• **Die Aufgabe**: Wiederholen Sie aus dem Seitentext wortgetreu alles von „Bild: Der Untergang“ bis hinunter zu „25 Besatzungsmitglieder starben.“.
------ Seitentext
Bild: Der Untergang eines deutschen U-Boots im Ersten Weltkrieg.
Am 9. August 1914 erfolgte der erste Verlust eines deutschen U-Boots (U15)
im Ersten Weltkrieg. Alle 25 Besatzungsmitglieder starben.
taz: Herr Seyfried, wenn Sie eine kurze Bildgeschichte des Ersten
Weltkriegs zeichnen sollten – wie würden Sie da vorgehen?
Gerhard Seyfried: Ein Abriss ist schwierig. Es wimmelt halt von
herausragenden Ereignissen. Es dominiert Verdun wegen der Opferzahlen; dann
das Marne-Wunder, die Kapitulation von Russland – und da ist die
Skagerrakschlacht, die größte Seeschlacht der Weltgeschichte. Man weiß gar
nicht, wo man anfangen soll. Am besten chronologisch.
Aber ein Comic könnte das leisten?
------------
------ Datenauszug
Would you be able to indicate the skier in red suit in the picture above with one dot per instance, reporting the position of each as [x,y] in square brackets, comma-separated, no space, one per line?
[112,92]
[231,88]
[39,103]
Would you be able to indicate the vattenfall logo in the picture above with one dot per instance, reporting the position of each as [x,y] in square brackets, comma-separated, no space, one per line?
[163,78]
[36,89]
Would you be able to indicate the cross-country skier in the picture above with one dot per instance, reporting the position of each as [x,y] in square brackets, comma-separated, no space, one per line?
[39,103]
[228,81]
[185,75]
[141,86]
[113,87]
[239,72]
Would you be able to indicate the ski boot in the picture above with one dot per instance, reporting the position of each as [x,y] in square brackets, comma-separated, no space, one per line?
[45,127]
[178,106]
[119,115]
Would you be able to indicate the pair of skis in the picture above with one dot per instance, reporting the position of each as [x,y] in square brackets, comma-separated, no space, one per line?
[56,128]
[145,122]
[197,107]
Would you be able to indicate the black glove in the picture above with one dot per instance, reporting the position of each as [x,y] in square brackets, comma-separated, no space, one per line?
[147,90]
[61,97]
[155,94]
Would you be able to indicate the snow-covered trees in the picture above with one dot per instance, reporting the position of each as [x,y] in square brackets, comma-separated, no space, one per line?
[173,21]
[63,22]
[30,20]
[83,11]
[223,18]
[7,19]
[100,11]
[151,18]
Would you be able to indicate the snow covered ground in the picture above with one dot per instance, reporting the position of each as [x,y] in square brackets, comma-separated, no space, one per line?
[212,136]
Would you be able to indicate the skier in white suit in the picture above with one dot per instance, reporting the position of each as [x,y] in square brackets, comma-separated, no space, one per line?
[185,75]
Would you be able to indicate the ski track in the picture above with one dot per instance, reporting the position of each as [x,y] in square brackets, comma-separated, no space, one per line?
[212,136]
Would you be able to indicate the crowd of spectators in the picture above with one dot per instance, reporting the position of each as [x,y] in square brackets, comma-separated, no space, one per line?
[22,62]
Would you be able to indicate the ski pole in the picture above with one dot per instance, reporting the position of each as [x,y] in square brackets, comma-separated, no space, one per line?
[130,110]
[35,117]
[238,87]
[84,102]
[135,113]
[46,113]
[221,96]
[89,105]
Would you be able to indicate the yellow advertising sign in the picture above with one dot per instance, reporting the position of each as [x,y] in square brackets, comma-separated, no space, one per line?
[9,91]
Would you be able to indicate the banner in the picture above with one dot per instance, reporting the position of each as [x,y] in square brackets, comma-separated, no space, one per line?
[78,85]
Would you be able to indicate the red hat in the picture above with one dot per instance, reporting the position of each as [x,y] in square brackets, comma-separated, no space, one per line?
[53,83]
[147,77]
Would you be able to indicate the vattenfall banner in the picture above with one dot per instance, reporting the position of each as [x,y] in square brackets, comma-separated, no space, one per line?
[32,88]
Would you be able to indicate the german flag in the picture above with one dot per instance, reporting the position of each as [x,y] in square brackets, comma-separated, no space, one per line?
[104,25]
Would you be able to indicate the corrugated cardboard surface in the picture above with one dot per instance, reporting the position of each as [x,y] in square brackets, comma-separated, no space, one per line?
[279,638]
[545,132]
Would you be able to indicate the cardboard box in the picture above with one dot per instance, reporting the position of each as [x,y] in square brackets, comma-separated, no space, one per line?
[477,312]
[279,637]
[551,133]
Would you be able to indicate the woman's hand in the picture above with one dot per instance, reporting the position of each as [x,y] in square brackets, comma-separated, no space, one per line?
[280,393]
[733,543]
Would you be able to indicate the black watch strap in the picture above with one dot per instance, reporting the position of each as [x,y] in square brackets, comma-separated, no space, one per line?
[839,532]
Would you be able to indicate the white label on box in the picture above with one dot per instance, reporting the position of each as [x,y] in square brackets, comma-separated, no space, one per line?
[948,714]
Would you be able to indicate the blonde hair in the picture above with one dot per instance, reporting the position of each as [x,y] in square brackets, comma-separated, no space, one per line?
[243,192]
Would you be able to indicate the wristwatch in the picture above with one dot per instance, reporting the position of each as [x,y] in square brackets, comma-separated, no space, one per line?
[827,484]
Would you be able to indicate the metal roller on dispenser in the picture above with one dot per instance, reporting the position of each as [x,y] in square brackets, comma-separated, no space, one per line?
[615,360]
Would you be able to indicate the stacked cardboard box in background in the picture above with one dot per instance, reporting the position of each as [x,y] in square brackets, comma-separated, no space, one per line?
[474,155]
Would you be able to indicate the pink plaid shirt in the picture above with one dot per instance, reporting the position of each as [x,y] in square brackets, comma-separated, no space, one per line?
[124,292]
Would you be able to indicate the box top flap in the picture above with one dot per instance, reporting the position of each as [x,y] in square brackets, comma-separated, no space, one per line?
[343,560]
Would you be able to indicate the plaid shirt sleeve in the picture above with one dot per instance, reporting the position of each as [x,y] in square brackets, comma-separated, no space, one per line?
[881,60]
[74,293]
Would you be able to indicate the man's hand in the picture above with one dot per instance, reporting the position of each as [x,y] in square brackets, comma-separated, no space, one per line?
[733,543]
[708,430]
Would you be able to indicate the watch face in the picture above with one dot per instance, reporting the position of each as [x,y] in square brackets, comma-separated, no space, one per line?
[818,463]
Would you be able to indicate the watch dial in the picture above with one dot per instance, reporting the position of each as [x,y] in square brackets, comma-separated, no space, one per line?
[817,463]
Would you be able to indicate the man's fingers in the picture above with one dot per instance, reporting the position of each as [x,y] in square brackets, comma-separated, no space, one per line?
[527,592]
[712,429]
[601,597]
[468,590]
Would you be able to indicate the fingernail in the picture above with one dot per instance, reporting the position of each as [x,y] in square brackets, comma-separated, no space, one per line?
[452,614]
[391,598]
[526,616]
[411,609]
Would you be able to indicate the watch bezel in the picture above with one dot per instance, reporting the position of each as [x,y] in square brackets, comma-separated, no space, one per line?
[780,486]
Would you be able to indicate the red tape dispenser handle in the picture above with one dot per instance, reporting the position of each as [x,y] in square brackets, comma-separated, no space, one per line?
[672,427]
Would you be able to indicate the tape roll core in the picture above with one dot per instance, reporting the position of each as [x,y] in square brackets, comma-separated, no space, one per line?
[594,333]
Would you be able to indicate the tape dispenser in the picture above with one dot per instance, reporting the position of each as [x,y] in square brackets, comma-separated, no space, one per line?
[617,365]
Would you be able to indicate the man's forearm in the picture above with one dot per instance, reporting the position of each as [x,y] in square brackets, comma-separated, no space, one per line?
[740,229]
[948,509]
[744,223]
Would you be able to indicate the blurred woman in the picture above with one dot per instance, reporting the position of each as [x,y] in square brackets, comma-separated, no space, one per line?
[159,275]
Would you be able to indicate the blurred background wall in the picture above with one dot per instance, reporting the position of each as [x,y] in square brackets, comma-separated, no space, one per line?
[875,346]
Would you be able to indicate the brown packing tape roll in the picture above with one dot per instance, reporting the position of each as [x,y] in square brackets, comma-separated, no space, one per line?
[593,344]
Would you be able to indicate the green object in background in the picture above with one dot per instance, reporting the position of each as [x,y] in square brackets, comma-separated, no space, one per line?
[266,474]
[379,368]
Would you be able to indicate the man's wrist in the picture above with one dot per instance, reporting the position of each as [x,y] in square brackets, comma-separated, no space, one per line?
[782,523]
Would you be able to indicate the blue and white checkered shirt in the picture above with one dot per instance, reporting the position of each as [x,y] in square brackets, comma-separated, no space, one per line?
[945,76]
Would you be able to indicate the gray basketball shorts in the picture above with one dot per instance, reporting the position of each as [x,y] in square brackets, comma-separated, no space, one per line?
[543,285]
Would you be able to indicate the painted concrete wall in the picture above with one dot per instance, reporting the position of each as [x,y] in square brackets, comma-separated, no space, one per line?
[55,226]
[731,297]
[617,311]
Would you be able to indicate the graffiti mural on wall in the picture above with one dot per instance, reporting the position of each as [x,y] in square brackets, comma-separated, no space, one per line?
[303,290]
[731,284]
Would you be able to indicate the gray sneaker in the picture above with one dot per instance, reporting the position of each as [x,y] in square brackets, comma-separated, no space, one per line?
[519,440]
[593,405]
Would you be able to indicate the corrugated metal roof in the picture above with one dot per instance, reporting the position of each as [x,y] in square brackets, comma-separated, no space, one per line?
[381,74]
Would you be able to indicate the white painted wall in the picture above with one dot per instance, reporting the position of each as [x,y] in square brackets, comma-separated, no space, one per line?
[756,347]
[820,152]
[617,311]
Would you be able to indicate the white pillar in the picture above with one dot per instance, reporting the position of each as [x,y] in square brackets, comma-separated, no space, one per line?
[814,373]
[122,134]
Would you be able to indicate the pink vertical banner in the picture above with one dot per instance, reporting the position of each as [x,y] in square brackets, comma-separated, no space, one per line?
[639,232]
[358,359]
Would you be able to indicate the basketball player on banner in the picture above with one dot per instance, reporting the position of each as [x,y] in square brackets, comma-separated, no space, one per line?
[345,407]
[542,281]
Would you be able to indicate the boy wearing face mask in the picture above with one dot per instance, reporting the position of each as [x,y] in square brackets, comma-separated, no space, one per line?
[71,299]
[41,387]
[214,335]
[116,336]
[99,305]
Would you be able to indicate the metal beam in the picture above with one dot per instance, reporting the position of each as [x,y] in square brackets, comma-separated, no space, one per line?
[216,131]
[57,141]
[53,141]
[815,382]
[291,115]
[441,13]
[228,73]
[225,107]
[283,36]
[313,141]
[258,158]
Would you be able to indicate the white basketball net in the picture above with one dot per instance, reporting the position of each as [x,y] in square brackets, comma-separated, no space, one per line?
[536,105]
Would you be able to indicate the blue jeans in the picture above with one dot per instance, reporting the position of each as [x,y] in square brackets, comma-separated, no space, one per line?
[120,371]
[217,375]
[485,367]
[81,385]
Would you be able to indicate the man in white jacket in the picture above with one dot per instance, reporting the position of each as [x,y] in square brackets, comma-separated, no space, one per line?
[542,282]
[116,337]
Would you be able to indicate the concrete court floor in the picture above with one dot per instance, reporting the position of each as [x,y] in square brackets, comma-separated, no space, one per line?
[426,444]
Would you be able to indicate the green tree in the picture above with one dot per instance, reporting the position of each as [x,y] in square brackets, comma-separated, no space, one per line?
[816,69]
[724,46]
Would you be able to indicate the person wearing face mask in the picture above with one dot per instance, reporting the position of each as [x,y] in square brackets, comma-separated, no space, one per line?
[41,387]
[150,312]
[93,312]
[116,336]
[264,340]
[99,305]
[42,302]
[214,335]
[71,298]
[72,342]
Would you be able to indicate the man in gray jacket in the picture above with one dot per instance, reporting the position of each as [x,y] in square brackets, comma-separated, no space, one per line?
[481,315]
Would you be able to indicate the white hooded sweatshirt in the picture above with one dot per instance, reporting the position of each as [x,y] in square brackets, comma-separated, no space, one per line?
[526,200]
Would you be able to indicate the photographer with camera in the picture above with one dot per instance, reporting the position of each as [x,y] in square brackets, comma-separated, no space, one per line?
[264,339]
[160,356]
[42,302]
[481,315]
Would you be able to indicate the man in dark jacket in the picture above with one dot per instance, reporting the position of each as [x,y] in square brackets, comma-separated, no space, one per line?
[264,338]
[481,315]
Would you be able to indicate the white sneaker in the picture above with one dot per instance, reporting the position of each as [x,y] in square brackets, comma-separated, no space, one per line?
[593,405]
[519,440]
------------
• **Antwort zur Aufgabe**:
Bild: Der Untergang eines deutschen U-Boots im Ersten Weltkrieg.
Am 9. August 1914 erfolgte der erste Verlust eines deutschen U-Boots (U15)
im Ersten Weltkrieg. Alle 25 Besatzungsmitglieder starben.